Records of labeled points
━━━━━━

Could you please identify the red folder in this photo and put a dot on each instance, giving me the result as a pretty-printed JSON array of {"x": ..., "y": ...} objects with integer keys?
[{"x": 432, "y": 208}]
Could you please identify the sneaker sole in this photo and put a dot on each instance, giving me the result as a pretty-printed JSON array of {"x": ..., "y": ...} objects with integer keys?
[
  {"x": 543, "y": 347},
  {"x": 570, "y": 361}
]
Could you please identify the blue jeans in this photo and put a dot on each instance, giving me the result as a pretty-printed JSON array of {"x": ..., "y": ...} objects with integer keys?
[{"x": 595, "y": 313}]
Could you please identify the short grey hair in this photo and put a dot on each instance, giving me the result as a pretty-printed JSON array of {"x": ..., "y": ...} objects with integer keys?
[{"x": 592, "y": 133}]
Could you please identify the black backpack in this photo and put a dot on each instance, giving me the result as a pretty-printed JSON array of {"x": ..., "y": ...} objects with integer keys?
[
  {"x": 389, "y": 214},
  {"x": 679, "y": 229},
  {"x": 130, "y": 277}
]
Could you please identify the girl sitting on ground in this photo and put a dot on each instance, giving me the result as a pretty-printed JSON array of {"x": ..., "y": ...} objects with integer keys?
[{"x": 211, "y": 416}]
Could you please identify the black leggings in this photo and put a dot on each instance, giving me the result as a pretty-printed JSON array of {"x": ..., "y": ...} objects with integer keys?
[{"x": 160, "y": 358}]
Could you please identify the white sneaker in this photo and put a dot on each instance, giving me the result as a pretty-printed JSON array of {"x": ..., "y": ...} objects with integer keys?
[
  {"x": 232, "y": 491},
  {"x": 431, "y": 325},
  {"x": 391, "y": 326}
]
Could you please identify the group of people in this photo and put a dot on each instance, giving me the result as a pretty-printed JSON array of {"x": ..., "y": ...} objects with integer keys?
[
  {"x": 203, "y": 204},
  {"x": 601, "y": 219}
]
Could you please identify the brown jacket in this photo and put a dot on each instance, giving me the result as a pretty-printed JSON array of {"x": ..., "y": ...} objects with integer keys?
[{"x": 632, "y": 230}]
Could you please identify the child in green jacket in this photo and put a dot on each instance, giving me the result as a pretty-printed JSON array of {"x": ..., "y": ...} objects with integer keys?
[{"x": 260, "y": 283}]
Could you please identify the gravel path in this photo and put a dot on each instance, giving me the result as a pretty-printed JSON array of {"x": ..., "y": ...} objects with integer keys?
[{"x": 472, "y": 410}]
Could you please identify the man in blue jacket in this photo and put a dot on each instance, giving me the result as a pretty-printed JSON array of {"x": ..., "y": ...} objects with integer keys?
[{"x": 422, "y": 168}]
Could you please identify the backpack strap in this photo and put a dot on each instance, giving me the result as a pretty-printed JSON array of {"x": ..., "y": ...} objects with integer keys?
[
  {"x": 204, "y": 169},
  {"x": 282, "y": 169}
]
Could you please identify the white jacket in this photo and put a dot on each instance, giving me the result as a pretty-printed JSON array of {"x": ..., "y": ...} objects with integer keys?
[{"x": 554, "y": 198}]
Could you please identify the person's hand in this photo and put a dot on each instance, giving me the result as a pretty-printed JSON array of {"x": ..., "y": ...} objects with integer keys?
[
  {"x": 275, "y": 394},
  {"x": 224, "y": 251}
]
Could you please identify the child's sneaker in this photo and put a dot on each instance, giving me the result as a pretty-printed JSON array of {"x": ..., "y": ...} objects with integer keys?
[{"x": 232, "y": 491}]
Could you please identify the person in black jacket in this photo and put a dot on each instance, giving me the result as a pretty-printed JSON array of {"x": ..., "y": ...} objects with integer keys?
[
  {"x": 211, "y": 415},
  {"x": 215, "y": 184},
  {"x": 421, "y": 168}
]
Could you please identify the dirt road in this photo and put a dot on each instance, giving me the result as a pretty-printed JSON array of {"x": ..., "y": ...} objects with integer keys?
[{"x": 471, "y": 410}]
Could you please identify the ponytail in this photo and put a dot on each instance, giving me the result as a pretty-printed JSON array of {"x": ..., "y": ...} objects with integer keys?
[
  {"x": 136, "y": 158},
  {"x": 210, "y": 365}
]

━━━━━━

- _Prompt_: Rewrite all of the items above, swapping "put a dot on" for "mark" wherever it occurs and leaving everything else unchanged.

- _Full output_:
Could you please identify the red folder in this photo and mark each instance, giving me the result as a pretty-printed JSON array of {"x": ..., "y": ...} objects with integer keys?
[{"x": 432, "y": 208}]
Could you please identify the sneaker sole in this photo and mark each instance, giving me the result as a pretty-printed JSON array of {"x": ..., "y": ...} objects with integer keys?
[
  {"x": 543, "y": 347},
  {"x": 570, "y": 361}
]
Could you please identify the blue jeans in this photo and mark each instance, giving me the result as a pretty-printed JSON array of {"x": ..., "y": ...} objects with integer keys?
[{"x": 595, "y": 313}]
Could you please identify the short grey hair in this photo and mark each instance, giving me the result as a pretty-printed JSON array of {"x": ..., "y": ...} objects with integer keys?
[{"x": 592, "y": 133}]
Could you please identify the black backpack in this photo and mark each instance, giving me the result as a pretty-printed JSON array of {"x": ..., "y": ...} objects with integer keys?
[
  {"x": 389, "y": 214},
  {"x": 679, "y": 229},
  {"x": 130, "y": 277}
]
Could you please identify the girl sitting on ground in this photo and mark each instance, giving me the result as a pretty-printed JSON array of {"x": ..., "y": ...} objects with integer keys?
[{"x": 211, "y": 416}]
Could you please identify the black leggings in this photo and mark each instance, giving me the result as a pretty-printed JSON array of {"x": ..., "y": ...} objects with integer keys?
[{"x": 160, "y": 358}]
Could you please identify the white sneaker in this photo and mark each instance, giving me the result as a pretty-printed JSON array of {"x": ..., "y": ...} objects with integer keys?
[
  {"x": 232, "y": 491},
  {"x": 431, "y": 325},
  {"x": 391, "y": 326}
]
Could you please identify the group of people in this photo and mark each instance, giving me the result as a pretty-printed JSON array of {"x": ..., "y": ...} objects with integer keys?
[
  {"x": 203, "y": 204},
  {"x": 601, "y": 219}
]
Could you please identify the brown jacket in this photo and mark each instance, giving me the result as a pretty-printed JSON array of {"x": ..., "y": ...} objects with integer keys?
[{"x": 632, "y": 230}]
Could you please identify the child in green jacket in this photo and mark each instance, giving me the result as a pretty-printed JSON array of {"x": ..., "y": ...} objects with integer keys?
[{"x": 260, "y": 283}]
Could you please identify the gravel path in this photo and mark each instance, giving me the result as a pretty-printed JSON array of {"x": ..., "y": ...} objects with integer keys?
[{"x": 472, "y": 410}]
Could you please identify the man in blue jacket in this photo and mark each instance, giving me the result as a pretty-printed JSON array of {"x": ..., "y": ...} objects with integer keys?
[{"x": 422, "y": 168}]
Could you please identify the backpack strap in this photo and mark each instance, giving me the result as a pretty-printed JSON array of {"x": ..., "y": ...} objects with integer keys?
[
  {"x": 204, "y": 169},
  {"x": 282, "y": 169}
]
Could you please identify the white jacket in this photo and mark each instance, giving me the result as a pretty-printed JSON array of {"x": ..., "y": ...} objects with integer keys?
[{"x": 554, "y": 198}]
Could you please identify the person's hand in this photo and mark each instance, giving me the result as a pretty-printed JSON array of {"x": ..., "y": ...} objects with integer keys?
[
  {"x": 275, "y": 394},
  {"x": 224, "y": 251}
]
Could you please identify the child's sneaker in this photo and mark each instance, giving me the result as a pretty-printed JSON array of {"x": ..., "y": ...} objects with integer keys?
[{"x": 232, "y": 491}]
Could you please identify the person in black jacket in this photo and mark each instance, giving me the result as a pretty-printed JSON array of {"x": ..., "y": ...} objects with integer keys?
[
  {"x": 211, "y": 415},
  {"x": 215, "y": 184},
  {"x": 421, "y": 168}
]
Could you please identify the dirt road in this photo and mark each instance, giving me the result as a pretty-printed JSON array of {"x": ..., "y": ...} objects with integer keys?
[{"x": 471, "y": 410}]
Could you please identify the ponytail in this photo and mark each instance, giving me the result as a pretty-printed JSON array of {"x": ..., "y": ...} objects with integer keys?
[
  {"x": 136, "y": 158},
  {"x": 210, "y": 365}
]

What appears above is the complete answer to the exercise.